Exercise directions - Write the next part of the article about the bombing of Aleppo and what the next U.S. president should do in Syria, starting right after its last sentence.

Text -
Even by the grim standards of Syria’s five-year-old civil war, the news from Aleppo has been particularly shocking in recent days.
Syrian military forces and their Russian allies appear to be trying to wipe out whatever remains of the opposition in the northern city with an intense bombing campaign.
“Continual bombardment, airstrikes going on throughout the day and night, and a huge number of children injured,” is how Caroline Anning of Save the Children described the situation in Aleppo. From the Turkish city of Antakya, near the Syrian border, she told the BBC that she was hearing from medical staff inside Aleppo who were struggling to keep up with the numbers of injured people, including many children.
“The casualties are piling up on the floor. They say the floors are flooded with blood, and they don’t have basic kit like ventilators, antibiotics, anesthetics to help those children,” Anning said.
The horrific news pouring out of Aleppo means there is no good excuse for ignoring what’s going on in Syria, says Zaher Sahloul, a Syrian American physician from Chicago.
“This is a huge catastrophe that is unfolding in front of our eyes,” says Sahloul, who traveled to Aleppo to care for the wounded during this past summer. And he says the question that Hillary Clinton and Donald Trump need to answer is this: “What should we do to stop the bleeding in Syria?”
“We have a responsibility as the most powerful country in the world to stop this genocide,” Sahloul says.
Sahloul says the Obama administration deserves credit for providing humanitarian aid to Syrians. But he says President Barack Obama is also guilty of allowing the Syrian regime to kill its own people with impunity.
“President Obama basically wanted not to intervene, I think that was the major principle in Syria,” Sahloul says.
As they begin the final phase of thier presidential campaigns, Sahloul says Clinton and Trump should talk about what they would do differently in Syria.
Amr al-Azm is also Syrian American. He teaches Middle East history and anthropology at Shawnee State University in Ohio, and is part of the Syrian opposition.
Azm says the Obama administration made a decision not to take strong action against the Syrian regime for its atrocities. He wants to know if that would change with the next president.

Data for review -

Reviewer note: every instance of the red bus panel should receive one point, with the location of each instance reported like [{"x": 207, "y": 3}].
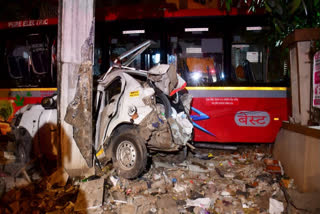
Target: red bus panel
[{"x": 238, "y": 114}]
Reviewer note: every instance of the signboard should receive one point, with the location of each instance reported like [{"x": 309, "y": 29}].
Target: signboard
[
  {"x": 28, "y": 23},
  {"x": 253, "y": 57},
  {"x": 316, "y": 80}
]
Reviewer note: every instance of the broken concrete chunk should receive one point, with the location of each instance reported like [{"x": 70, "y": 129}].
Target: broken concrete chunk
[
  {"x": 59, "y": 178},
  {"x": 199, "y": 202},
  {"x": 90, "y": 195},
  {"x": 275, "y": 206}
]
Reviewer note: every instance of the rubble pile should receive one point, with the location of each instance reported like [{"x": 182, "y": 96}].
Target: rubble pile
[
  {"x": 244, "y": 181},
  {"x": 222, "y": 182},
  {"x": 51, "y": 194}
]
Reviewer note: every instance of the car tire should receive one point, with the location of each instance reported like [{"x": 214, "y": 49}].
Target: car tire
[{"x": 129, "y": 152}]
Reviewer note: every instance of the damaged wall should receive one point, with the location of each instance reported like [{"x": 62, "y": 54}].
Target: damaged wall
[{"x": 75, "y": 45}]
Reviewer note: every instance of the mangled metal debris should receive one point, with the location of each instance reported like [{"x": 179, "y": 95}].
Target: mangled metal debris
[{"x": 139, "y": 111}]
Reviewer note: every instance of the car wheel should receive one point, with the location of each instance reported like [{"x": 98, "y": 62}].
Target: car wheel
[{"x": 129, "y": 153}]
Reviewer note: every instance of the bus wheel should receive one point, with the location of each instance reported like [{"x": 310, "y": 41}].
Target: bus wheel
[{"x": 129, "y": 152}]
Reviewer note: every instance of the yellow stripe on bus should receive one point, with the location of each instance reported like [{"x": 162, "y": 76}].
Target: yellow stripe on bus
[
  {"x": 222, "y": 88},
  {"x": 28, "y": 89}
]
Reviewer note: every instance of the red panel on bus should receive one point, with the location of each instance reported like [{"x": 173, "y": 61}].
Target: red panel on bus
[{"x": 239, "y": 119}]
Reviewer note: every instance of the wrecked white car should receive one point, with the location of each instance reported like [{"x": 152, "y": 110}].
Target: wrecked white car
[
  {"x": 135, "y": 112},
  {"x": 140, "y": 111}
]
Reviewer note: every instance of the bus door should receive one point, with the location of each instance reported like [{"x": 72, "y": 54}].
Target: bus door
[
  {"x": 197, "y": 51},
  {"x": 125, "y": 37},
  {"x": 232, "y": 81}
]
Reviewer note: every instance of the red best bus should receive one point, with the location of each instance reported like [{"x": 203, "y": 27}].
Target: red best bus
[{"x": 238, "y": 82}]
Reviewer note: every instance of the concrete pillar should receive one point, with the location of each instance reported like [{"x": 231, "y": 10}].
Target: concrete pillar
[
  {"x": 75, "y": 33},
  {"x": 300, "y": 65}
]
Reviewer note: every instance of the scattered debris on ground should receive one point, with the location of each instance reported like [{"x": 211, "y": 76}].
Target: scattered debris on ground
[{"x": 244, "y": 181}]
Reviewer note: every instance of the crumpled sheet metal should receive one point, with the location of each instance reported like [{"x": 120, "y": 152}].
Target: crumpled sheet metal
[{"x": 79, "y": 112}]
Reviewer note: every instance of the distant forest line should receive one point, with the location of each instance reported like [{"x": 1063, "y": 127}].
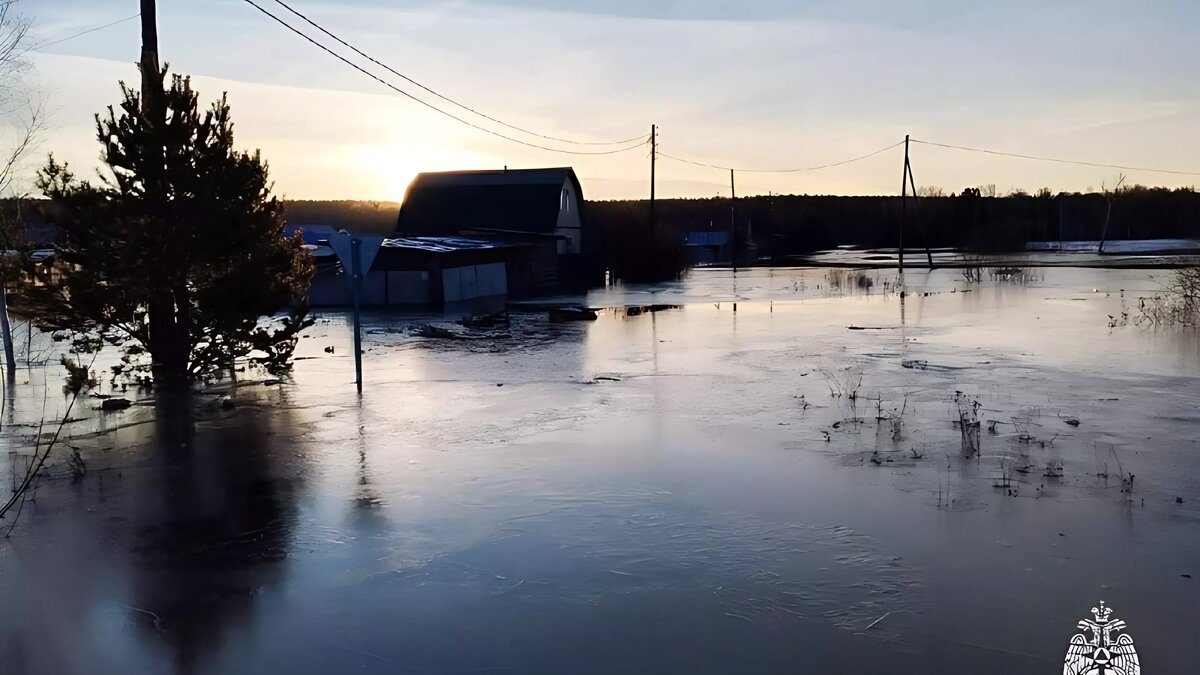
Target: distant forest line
[
  {"x": 797, "y": 223},
  {"x": 619, "y": 234}
]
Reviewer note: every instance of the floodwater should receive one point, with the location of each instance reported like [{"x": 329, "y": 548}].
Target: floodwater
[{"x": 683, "y": 485}]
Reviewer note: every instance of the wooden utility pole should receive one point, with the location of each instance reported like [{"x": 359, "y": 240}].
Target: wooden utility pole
[
  {"x": 733, "y": 221},
  {"x": 912, "y": 183},
  {"x": 906, "y": 181},
  {"x": 151, "y": 77},
  {"x": 654, "y": 156},
  {"x": 904, "y": 198}
]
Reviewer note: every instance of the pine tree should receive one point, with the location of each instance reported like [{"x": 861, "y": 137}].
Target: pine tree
[{"x": 184, "y": 262}]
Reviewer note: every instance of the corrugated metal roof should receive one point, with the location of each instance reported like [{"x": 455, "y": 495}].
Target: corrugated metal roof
[
  {"x": 441, "y": 244},
  {"x": 556, "y": 175},
  {"x": 522, "y": 201}
]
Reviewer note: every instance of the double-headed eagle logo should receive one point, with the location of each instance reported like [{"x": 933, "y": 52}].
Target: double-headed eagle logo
[{"x": 1101, "y": 647}]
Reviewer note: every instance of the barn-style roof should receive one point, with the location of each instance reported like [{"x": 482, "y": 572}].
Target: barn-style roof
[{"x": 516, "y": 199}]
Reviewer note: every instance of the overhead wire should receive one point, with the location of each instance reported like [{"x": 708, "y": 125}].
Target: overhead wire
[
  {"x": 81, "y": 34},
  {"x": 447, "y": 99},
  {"x": 1000, "y": 153},
  {"x": 641, "y": 141},
  {"x": 881, "y": 150}
]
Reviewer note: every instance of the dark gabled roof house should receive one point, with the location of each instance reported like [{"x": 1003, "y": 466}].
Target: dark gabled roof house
[{"x": 545, "y": 201}]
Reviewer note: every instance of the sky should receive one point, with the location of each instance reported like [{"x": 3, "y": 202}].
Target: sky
[{"x": 747, "y": 84}]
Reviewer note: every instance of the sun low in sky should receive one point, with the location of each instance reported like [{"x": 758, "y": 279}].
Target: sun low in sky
[{"x": 767, "y": 84}]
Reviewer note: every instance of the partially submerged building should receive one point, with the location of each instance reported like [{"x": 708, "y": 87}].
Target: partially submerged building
[
  {"x": 469, "y": 240},
  {"x": 447, "y": 273},
  {"x": 541, "y": 209}
]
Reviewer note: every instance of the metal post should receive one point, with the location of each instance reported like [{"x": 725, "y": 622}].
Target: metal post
[
  {"x": 355, "y": 246},
  {"x": 904, "y": 198},
  {"x": 654, "y": 156},
  {"x": 6, "y": 330},
  {"x": 733, "y": 222}
]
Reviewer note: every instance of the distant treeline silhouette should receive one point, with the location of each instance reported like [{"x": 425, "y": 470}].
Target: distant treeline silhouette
[{"x": 784, "y": 225}]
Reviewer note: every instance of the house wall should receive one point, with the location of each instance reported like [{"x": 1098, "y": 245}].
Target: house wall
[
  {"x": 473, "y": 281},
  {"x": 569, "y": 221}
]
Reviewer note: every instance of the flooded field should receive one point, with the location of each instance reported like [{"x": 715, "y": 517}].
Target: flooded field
[{"x": 766, "y": 471}]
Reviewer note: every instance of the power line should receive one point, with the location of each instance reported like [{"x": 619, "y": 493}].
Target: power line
[
  {"x": 447, "y": 99},
  {"x": 81, "y": 34},
  {"x": 1053, "y": 159},
  {"x": 783, "y": 171},
  {"x": 431, "y": 106}
]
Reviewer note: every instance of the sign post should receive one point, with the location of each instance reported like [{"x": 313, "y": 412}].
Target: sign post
[{"x": 357, "y": 255}]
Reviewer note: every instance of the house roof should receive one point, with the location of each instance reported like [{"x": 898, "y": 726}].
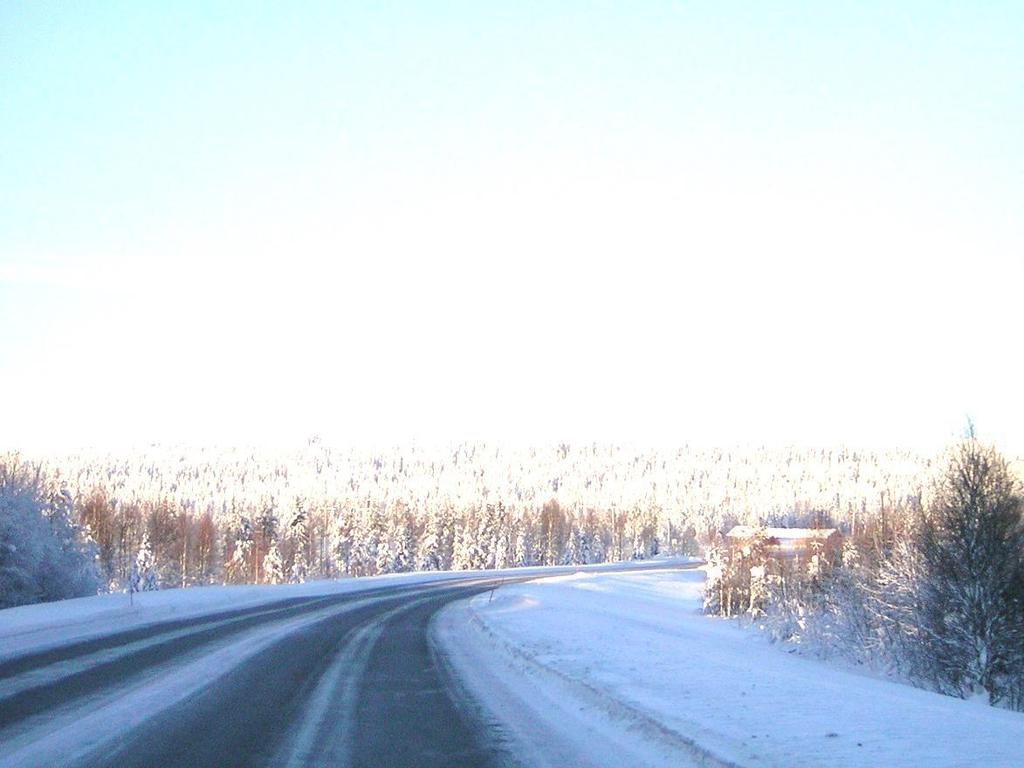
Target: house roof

Answer to the exercise -
“When are we going to see the United States provide assertive leadership?” Azm asks. “Because that’s what the rest of the world, rightly or wrongly, is waiting for.”
“Whether we like it or not, that’s what the Europeans are waiting for. That’s what the rest of the international community is waiting for,” Azm says.
If he had the chance to ask Clinton and Trump a question about Syria, Azm says he would ask them about "red lines," points at which the United States would consider itself obligated to intervene. Where would the candidates draw red lines for the Assad regime? And how would they force the Syrian military to stop killing civilians?
“Also, what pressure or what means would they have to persuade the Russians, who are also involved in this carnage?” Azm asks.
The civil war in Syria presents a daunting tangle of national security issues for any US president. Beyond the humanitarian disaster, there is the rise of extremist groups like ISIS, the political breakdown of Syria itself, the chaos spreading across Syria’s borders, and the refugee crisis that reaches into Europe.
“The recent failure with Russian initiatives over Syria shows that Obama’s ‘Plan A’ hasn’t worked,” says Andrew Tabler of the Washington Institute for Near East Policy.
Tabler says his question to Clinton and Trump is: “What’s your ‘Plan B’? What can you do differently?”
If there’s one thing Syria watchers seem to agree on, it’s the fact that there is so much at stake in the country — and that the current US approach in Syria is not working very well.